◆ **EXCERPT TO READ**
>> start

Replace the old tree

OK, it's time to blast the old site and replace it with this shiny new one.

Step one is to commit this whole project into a new Git repository. I did it like this:

$ git init
$ echo 'target' >> .gitignore
$ echo '.idea' >> .gitignore
$ git add .
$ git commit -m 'Completely new site'

But... I already have a Git repository for the old site, and I don't really want to force-push the new site and lose my commit history. So, my strategy here will be to use git restore to create a single commit which wipes out the old stuff and replaces it with the new stuff.

$ cd ../old-site
$ git fetch ../new-site
remote: Enumerating objects: 45, done.
remote: Counting objects: 100% (45/45), done.
remote: Compressing objects: 100% (38/38), done.
remote: Total 45 (delta 7), reused 0 (delta 0), pack-reused 0
Unpacking objects: 100% (45/45), 345.02 KiB | 9.86 MiB/s, done.
From ../new-site
$ git restore -s FETCH_HEAD .
$ git add .
$ git commit -m 'Replace with new blog'

Now, old-site has all the stuff that was in new-site, without any of the Jekyll stuff that was there before, but also retaining the full commit history. Nice trick eh?

Publish to GitHub Pages

Now the tricky part. Let's publish this thing!

Having a look at the Roq GitHub Pages configuration page, it looks like all I have to do is add a .github workflow, which should be fairly familiar to anyone who has dealt with GitHub Actions.

>> end

◆ **EXERCISES**
A – Could you shorten the paragraph in the excerpt on replacing the old site that begins "But... I already have a Git repository" while keeping its main facts?
B – Can you pick up the excerpt on replacing the old site after its last sentence and continue it?

◆ **MATERIAL**
>> start

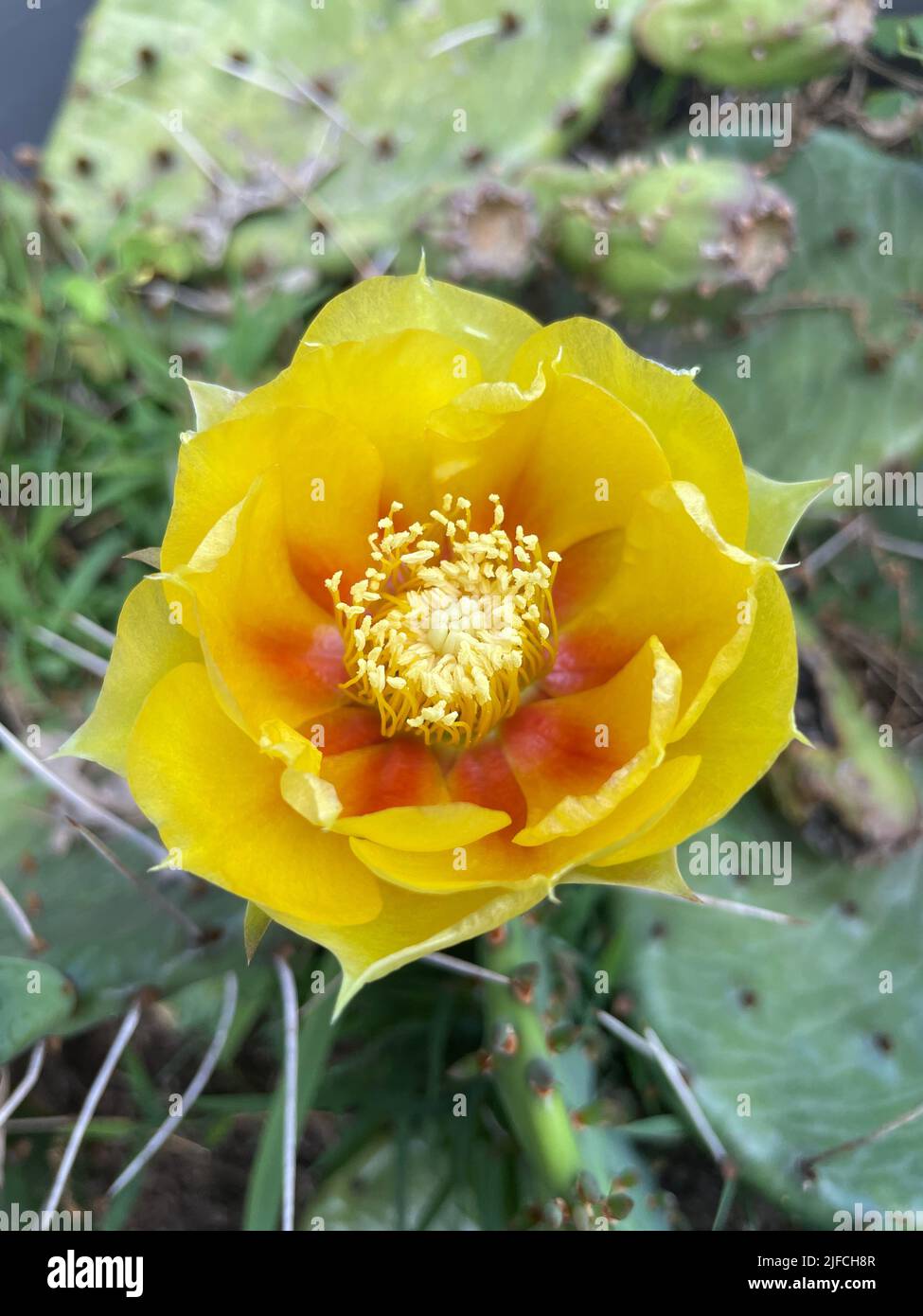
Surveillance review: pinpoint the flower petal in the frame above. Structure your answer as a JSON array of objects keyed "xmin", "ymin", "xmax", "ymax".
[
  {"xmin": 486, "ymin": 372, "xmax": 670, "ymax": 553},
  {"xmin": 55, "ymin": 577, "xmax": 202, "ymax": 776},
  {"xmin": 502, "ymin": 637, "xmax": 682, "ymax": 845},
  {"xmin": 511, "ymin": 316, "xmax": 747, "ymax": 544},
  {"xmin": 128, "ymin": 664, "xmax": 382, "ymax": 925},
  {"xmin": 303, "ymin": 269, "xmax": 539, "ymax": 385},
  {"xmin": 605, "ymin": 571, "xmax": 798, "ymax": 861},
  {"xmin": 263, "ymin": 880, "xmax": 550, "ymax": 1015},
  {"xmin": 545, "ymin": 485, "xmax": 761, "ymax": 735},
  {"xmin": 172, "ymin": 467, "xmax": 346, "ymax": 736},
  {"xmin": 274, "ymin": 329, "xmax": 481, "ymax": 513},
  {"xmin": 161, "ymin": 405, "xmax": 382, "ymax": 605}
]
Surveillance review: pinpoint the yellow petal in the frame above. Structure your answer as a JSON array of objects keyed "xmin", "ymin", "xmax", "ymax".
[
  {"xmin": 608, "ymin": 571, "xmax": 798, "ymax": 861},
  {"xmin": 161, "ymin": 402, "xmax": 382, "ymax": 598},
  {"xmin": 266, "ymin": 880, "xmax": 552, "ymax": 1015},
  {"xmin": 511, "ymin": 317, "xmax": 748, "ymax": 546},
  {"xmin": 502, "ymin": 637, "xmax": 682, "ymax": 845},
  {"xmin": 58, "ymin": 577, "xmax": 202, "ymax": 776},
  {"xmin": 128, "ymin": 664, "xmax": 382, "ymax": 927},
  {"xmin": 558, "ymin": 485, "xmax": 765, "ymax": 735},
  {"xmin": 473, "ymin": 371, "xmax": 670, "ymax": 553},
  {"xmin": 563, "ymin": 850, "xmax": 700, "ymax": 903},
  {"xmin": 303, "ymin": 271, "xmax": 539, "ymax": 385},
  {"xmin": 172, "ymin": 467, "xmax": 345, "ymax": 737},
  {"xmin": 331, "ymin": 803, "xmax": 509, "ymax": 853}
]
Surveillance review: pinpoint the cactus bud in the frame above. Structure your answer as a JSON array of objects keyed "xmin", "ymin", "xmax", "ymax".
[
  {"xmin": 634, "ymin": 0, "xmax": 875, "ymax": 87},
  {"xmin": 420, "ymin": 180, "xmax": 539, "ymax": 283},
  {"xmin": 542, "ymin": 159, "xmax": 794, "ymax": 320}
]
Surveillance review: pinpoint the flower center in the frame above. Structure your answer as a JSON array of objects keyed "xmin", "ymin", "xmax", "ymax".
[{"xmin": 326, "ymin": 493, "xmax": 561, "ymax": 745}]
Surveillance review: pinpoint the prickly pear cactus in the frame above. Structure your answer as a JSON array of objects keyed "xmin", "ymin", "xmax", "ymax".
[
  {"xmin": 0, "ymin": 756, "xmax": 255, "ymax": 1065},
  {"xmin": 634, "ymin": 131, "xmax": 923, "ymax": 479},
  {"xmin": 766, "ymin": 612, "xmax": 920, "ymax": 861},
  {"xmin": 44, "ymin": 0, "xmax": 633, "ymax": 276},
  {"xmin": 533, "ymin": 152, "xmax": 794, "ymax": 320},
  {"xmin": 620, "ymin": 790, "xmax": 923, "ymax": 1229},
  {"xmin": 634, "ymin": 0, "xmax": 876, "ymax": 87},
  {"xmin": 473, "ymin": 918, "xmax": 669, "ymax": 1231}
]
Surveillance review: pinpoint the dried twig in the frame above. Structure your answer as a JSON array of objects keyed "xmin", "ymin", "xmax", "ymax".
[
  {"xmin": 107, "ymin": 972, "xmax": 237, "ymax": 1198},
  {"xmin": 43, "ymin": 1000, "xmax": 141, "ymax": 1228},
  {"xmin": 274, "ymin": 955, "xmax": 297, "ymax": 1233}
]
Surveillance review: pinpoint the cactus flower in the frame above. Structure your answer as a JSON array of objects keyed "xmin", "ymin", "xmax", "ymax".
[{"xmin": 66, "ymin": 271, "xmax": 818, "ymax": 1006}]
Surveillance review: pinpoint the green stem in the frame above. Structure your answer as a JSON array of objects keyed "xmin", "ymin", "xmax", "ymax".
[{"xmin": 479, "ymin": 920, "xmax": 580, "ymax": 1197}]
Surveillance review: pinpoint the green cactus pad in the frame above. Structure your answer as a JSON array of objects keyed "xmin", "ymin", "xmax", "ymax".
[
  {"xmin": 633, "ymin": 131, "xmax": 923, "ymax": 484},
  {"xmin": 0, "ymin": 756, "xmax": 259, "ymax": 1063},
  {"xmin": 533, "ymin": 152, "xmax": 792, "ymax": 320},
  {"xmin": 634, "ymin": 0, "xmax": 875, "ymax": 87},
  {"xmin": 620, "ymin": 790, "xmax": 923, "ymax": 1229},
  {"xmin": 0, "ymin": 955, "xmax": 75, "ymax": 1065},
  {"xmin": 44, "ymin": 0, "xmax": 633, "ymax": 276}
]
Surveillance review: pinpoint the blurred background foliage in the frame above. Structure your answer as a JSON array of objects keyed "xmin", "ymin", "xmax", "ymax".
[{"xmin": 0, "ymin": 0, "xmax": 923, "ymax": 1229}]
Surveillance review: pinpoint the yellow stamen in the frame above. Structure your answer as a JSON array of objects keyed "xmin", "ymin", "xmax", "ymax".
[{"xmin": 326, "ymin": 493, "xmax": 561, "ymax": 745}]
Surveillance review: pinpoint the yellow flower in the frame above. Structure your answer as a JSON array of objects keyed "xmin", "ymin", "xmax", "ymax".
[{"xmin": 67, "ymin": 264, "xmax": 818, "ymax": 1006}]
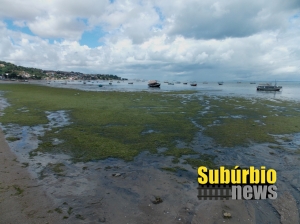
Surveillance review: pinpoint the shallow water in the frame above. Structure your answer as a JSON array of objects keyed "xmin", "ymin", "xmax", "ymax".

>> end

◆ **RESULTS OF THE TASKS**
A – A Git repository for the old site already exists, and force-pushing the new site would lose its commit history. Instead, git restore will be used to make a single commit that removes the old content and replaces it with the new.

B –
And... well, it didn't work. I get a 404 for my custom domain, and dmlloyd.github.io is not redirecting.

Save the CNAME

Well, when I cleverly smashed the old Jekyll site, I also deleted the CNAME file which GitHub adds for you. Re-adding the domain in settings fixed that (and automatically made a commit to my branch for me), so now the splash page appears for my custom domain as well. Great! Except not great. But, better!

Build from GitHub Actions

There's another switch that needs flipping in settings as well. Since I was deploying using Jekyll, I also needed to update my GitHub settings. Under "Build and deployment", there's a dropdown labelled "Source", where you can choose a branch or select "GitHub Actions". You have to choose the latter to get the site that is deployed using actions.

I had to update the workflow file with a couple changes as well: one, make sure that the checkout happens into path: blog, and two, make sure each Maven step executes in that path.

Now it all completes, and... here we are!